| Text extract |
+++++

Rachel Johnson explains how she managed to appear on a national television debate in just her birthday suit.
A Tweet to me from the Guardian’s Zoe Williams, the morning after the climate change activists superglued their buttocks to the glass shield protecting the public from our MPs in the House of Commons: ‘Yo Rach can I interview you about the time you took your top off?’
I tweeted back, thinking, how can this even still possibly be a thing?
It turned out Zoe was writing a piece about the history of naked protest down the years from Lady Godiva to the Naked Remoaner, Dr Victoria Bateman, so I let her run on and then I told her what actually happened, so here goes…
It was during the week that you couldn’t switch on the television without seeing Dr Bateman’s pixelated boobs and bush and I suggested to Toby Sculthorp, my horrible overlord of an editor on Sky, that as a silly stunt on The Pledge one of the panellists should got their kit off like Bateman and do the show in their birthday suit.
Toby called me straightaway and said: ‘For once in your life Johnson you have had a good idea.’ And to cut a long story short, he told me I was going to be the chosen one to strip and in return he would definitely take me out to lunch and possibly not sack me in the next round of cuts before the 10th season of The Pledge got under way.

+++++

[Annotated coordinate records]

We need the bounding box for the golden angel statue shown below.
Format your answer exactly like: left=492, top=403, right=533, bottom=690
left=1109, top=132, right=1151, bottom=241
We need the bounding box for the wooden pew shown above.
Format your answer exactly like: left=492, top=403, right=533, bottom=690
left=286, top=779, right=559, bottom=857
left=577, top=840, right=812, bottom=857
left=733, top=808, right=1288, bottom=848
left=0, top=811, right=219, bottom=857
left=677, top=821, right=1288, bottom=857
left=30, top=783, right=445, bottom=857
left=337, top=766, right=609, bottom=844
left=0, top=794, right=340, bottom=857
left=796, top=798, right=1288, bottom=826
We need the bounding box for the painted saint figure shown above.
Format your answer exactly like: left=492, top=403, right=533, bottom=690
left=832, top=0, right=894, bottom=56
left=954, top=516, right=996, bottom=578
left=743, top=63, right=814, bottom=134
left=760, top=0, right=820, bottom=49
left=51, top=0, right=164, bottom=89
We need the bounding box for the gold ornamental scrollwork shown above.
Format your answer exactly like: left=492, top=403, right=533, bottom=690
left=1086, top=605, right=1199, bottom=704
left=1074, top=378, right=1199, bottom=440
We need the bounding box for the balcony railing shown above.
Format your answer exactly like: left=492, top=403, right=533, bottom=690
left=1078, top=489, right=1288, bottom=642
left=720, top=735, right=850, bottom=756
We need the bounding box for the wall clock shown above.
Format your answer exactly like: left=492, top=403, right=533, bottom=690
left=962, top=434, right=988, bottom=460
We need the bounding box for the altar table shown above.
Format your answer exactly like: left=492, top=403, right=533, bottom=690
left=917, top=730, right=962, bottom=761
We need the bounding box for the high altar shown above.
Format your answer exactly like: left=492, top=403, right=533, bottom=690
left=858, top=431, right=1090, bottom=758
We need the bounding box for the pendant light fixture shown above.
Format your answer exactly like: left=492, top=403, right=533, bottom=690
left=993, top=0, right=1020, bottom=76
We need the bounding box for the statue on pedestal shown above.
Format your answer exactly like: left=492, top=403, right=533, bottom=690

+++++

| Set exercise |
Translate this sentence from the column about appearing naked on a television debate into Spanish: "I tweeted back, thinking, how can this even still possibly be a thing?" These entries come from a separate source.

| Output for this exercise |
Le respondí con un tuit, pensando: ¿cómo es posible que esto todavía siga siendo un tema?